REQUIREMENT: Convert the lines, starting at the one that contains "Phrase -- dark hair" and ending at the final line, both included, into a numbered list, omitting any blank lines.

DATA FOR PROCESSING:
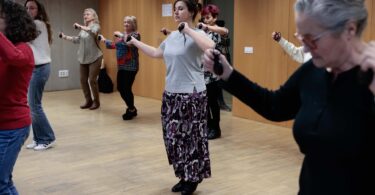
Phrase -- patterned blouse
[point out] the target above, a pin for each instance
(127, 55)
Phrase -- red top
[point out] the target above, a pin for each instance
(16, 67)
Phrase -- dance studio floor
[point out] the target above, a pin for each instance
(97, 153)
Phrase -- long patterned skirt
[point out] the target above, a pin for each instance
(184, 121)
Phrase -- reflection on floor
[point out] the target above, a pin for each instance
(97, 153)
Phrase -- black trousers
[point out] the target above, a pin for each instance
(125, 80)
(213, 91)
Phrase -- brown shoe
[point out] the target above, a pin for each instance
(88, 104)
(95, 105)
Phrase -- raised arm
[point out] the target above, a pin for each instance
(295, 52)
(203, 41)
(147, 49)
(222, 31)
(13, 55)
(74, 39)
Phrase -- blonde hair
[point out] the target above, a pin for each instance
(95, 15)
(133, 21)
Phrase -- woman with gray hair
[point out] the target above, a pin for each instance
(331, 97)
(89, 56)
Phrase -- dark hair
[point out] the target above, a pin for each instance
(42, 16)
(192, 5)
(211, 9)
(20, 27)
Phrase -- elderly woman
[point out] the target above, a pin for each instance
(16, 67)
(331, 98)
(89, 56)
(127, 63)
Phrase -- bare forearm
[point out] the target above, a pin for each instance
(147, 49)
(220, 30)
(203, 42)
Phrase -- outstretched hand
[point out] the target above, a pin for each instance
(182, 27)
(367, 62)
(209, 63)
(276, 36)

FINAL ANSWER:
1. Phrase -- dark hair
2. [point out] the target above, a pin for each instance
3. (42, 16)
4. (192, 5)
5. (211, 9)
6. (20, 27)
7. Phrase -- elderly woman
8. [point out] the target above, a pin for each instance
9. (16, 67)
10. (331, 98)
11. (89, 56)
12. (127, 63)
13. Phrase -- bare forearm
14. [point out] the target above, a pin for each instance
15. (147, 49)
16. (220, 30)
17. (203, 42)
18. Phrase -- outstretched hand
19. [point out] the target above, a pin for each instance
20. (182, 27)
21. (367, 62)
22. (209, 63)
23. (276, 36)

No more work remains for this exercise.